Stated task 1 »
Copy word for word the part of the Chick-fil-A camping story between "When we first" and "in the building.", inclusive.
Stated task 2 »
Resume the story about camping overnight outside the new Chick-fil-A, picking up right after its final sentence.

Text provided »
Well, this is my life now. Cold forever. That’s what I get for complaining about the heat last summer.

My husband Jason and I had arrived at Puyallup’s new Chick-fil-A at 5:45 a.m. Everyone who stayed until 6:00 AM the next day would get a t-shirt and, most importantly, a gift card pre-loaded with 52 chicken sandwich meals.

When we first arrived, we happily — though a bit sleepily — put up our borrowed tent, set up a couple cots, and brought in our supplies: snacks we would never eat, games that we would never have enough dry room to play, sleeping bags that wouldn’t be warm enough, flashlights we wouldn’t need because of the streetlights’ glare. Once we finished setting up, we weren’t allowed off the premises. No trips to the car, no quick ride home to get more socks, only short bathroom breaks in the building.

The rain never let up for more than a half hour or so. It eventually soaked through my wool hat, my ski jacket, my double layer of pants, and my gloves. After several hours of damp chill, the only thing keeping me from complaining or giving up was the reminder that this was only one night, and some people have to endure much worse than this every night of their lives.

Extracted entries »
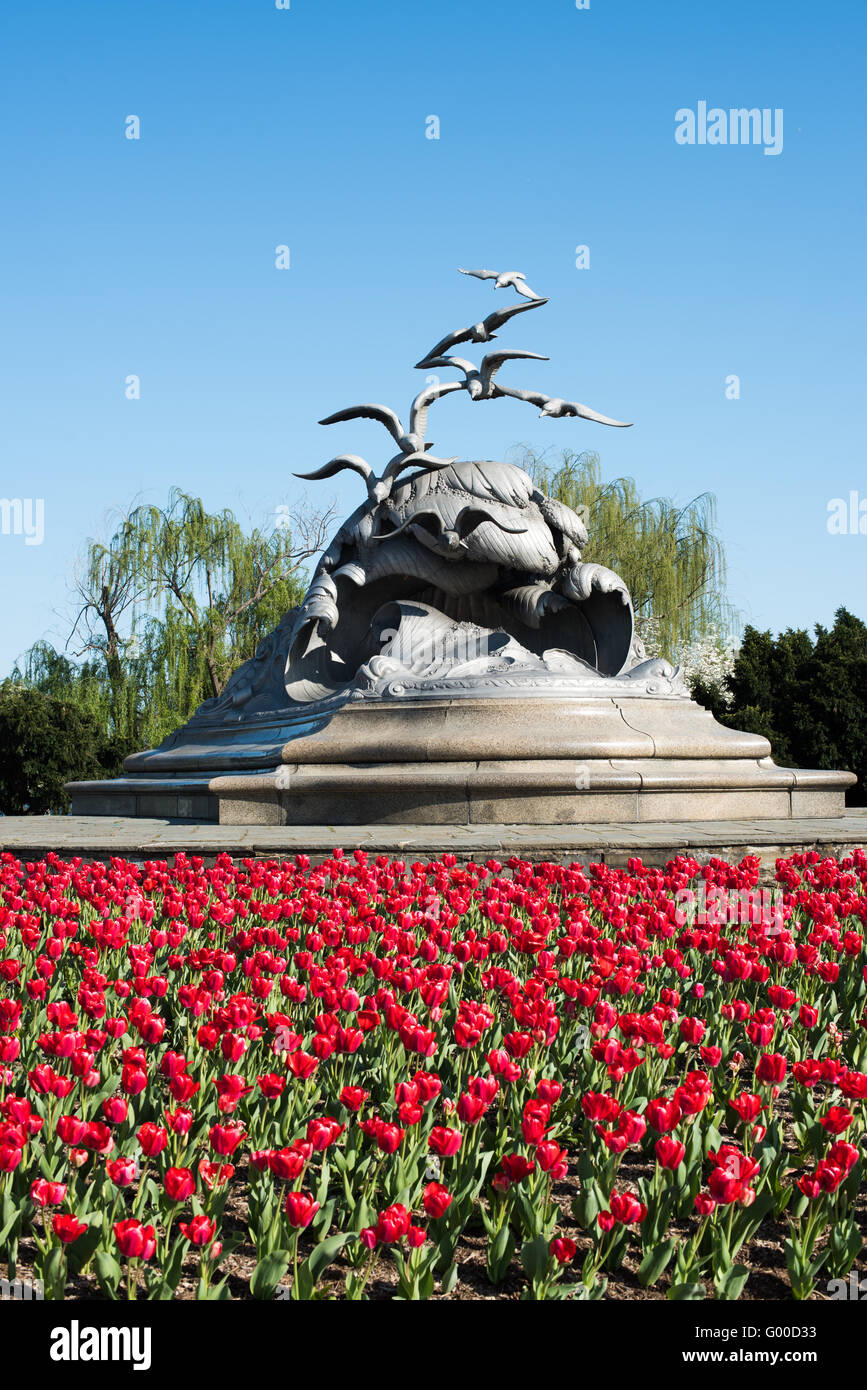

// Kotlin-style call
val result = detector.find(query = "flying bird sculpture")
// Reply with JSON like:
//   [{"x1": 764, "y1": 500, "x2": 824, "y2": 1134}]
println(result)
[
  {"x1": 296, "y1": 267, "x2": 628, "y2": 508},
  {"x1": 419, "y1": 350, "x2": 547, "y2": 400},
  {"x1": 415, "y1": 299, "x2": 547, "y2": 370},
  {"x1": 457, "y1": 265, "x2": 542, "y2": 299},
  {"x1": 493, "y1": 386, "x2": 632, "y2": 430}
]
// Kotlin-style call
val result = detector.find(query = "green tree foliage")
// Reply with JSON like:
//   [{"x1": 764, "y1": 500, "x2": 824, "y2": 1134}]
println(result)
[
  {"x1": 521, "y1": 450, "x2": 735, "y2": 660},
  {"x1": 13, "y1": 491, "x2": 331, "y2": 751},
  {"x1": 693, "y1": 607, "x2": 867, "y2": 805},
  {"x1": 0, "y1": 680, "x2": 126, "y2": 816},
  {"x1": 0, "y1": 491, "x2": 332, "y2": 815}
]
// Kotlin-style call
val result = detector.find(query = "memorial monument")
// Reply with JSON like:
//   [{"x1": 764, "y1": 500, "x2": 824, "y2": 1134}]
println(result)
[{"x1": 69, "y1": 270, "x2": 854, "y2": 826}]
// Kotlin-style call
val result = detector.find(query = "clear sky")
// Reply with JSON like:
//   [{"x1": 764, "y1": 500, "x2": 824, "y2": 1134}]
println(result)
[{"x1": 0, "y1": 0, "x2": 867, "y2": 674}]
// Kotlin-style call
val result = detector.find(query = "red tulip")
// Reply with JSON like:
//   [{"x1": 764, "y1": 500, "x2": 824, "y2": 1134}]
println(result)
[
  {"x1": 51, "y1": 1212, "x2": 88, "y2": 1245},
  {"x1": 163, "y1": 1168, "x2": 196, "y2": 1202},
  {"x1": 422, "y1": 1183, "x2": 452, "y2": 1220},
  {"x1": 283, "y1": 1193, "x2": 320, "y2": 1230},
  {"x1": 178, "y1": 1215, "x2": 217, "y2": 1247}
]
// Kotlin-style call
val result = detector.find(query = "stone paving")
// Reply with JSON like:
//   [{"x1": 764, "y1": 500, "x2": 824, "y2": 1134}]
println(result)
[{"x1": 0, "y1": 808, "x2": 867, "y2": 867}]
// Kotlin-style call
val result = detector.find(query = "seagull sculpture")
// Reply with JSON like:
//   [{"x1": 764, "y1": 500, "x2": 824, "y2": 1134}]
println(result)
[
  {"x1": 419, "y1": 350, "x2": 547, "y2": 400},
  {"x1": 293, "y1": 450, "x2": 460, "y2": 502},
  {"x1": 415, "y1": 299, "x2": 547, "y2": 368},
  {"x1": 295, "y1": 265, "x2": 629, "y2": 508},
  {"x1": 457, "y1": 265, "x2": 542, "y2": 299},
  {"x1": 493, "y1": 386, "x2": 632, "y2": 430}
]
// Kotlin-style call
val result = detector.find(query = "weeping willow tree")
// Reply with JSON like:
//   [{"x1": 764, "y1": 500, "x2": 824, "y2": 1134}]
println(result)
[
  {"x1": 521, "y1": 450, "x2": 736, "y2": 659},
  {"x1": 13, "y1": 489, "x2": 332, "y2": 752}
]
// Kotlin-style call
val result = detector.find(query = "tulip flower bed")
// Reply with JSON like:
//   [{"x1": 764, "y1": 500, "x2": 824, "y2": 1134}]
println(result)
[{"x1": 0, "y1": 851, "x2": 867, "y2": 1300}]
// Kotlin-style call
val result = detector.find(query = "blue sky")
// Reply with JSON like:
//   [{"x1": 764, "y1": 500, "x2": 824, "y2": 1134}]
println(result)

Exercise result 1 »
When we first arrived, we happily — though a bit sleepily — put up our borrowed tent, set up a couple cots, and brought in our supplies: snacks we would never eat, games that we would never have enough dry room to play, sleeping bags that wouldn’t be warm enough, flashlights we wouldn’t need because of the streetlights’ glare. Once we finished setting up, we weren’t allowed off the premises. No trips to the car, no quick ride home to get more socks, only short bathroom breaks in the building.

Exercise result 2 »
It wasn’t all terrible, though. We had activities to take our minds off the cold: Simon Says, lip-sync battles, Name that Tune, etc., all with fun prizes. It kept my spirits up for several hours. We made friends with the other crazy people camping out with us. Four times during the day Chick-fil-A employees lined up for roll call, then sent us past the drive-through window to pick up hot food. Once we even went inside to assemble food packs for local food banks — a fun activity with the benefit of giving us coveted shelter!

A couple hours into our stay, I made small talk with one of the employees.

“So, how many spots are left?” I asked.

“There are still spots left,” she said cryptically.

“So, if it doesn’t fill up until tomorrow … can someone just come in at 5:00 a.m. and claim the prize?”

“Yes, they can do that.”

A couple nearby participants said some choice words. After we had endured the rain and the cold for hours and hours, they could just waltz in and claim the same prize?

It didn’t seem fair.

In Matthew 20, Jesus tells a story about a man who hires laborers to work in his vineyard all day. After a couple hours, the man finds some other people hanging out around the marketplace. He tells them to come over to his place, promising to pay them what he thinks is fair. Three more times he does this. Then, when the work day is over, the man pays his workers.

This is where the story gets frustrating. The workers who started in the morning receive the same pay as those who came in at the end of the day.

I’ve always wanted to chime in with the all-day workers: “These people only worked one hour, yet you’ve made us equal after we’ve worked all day in the hot weather.”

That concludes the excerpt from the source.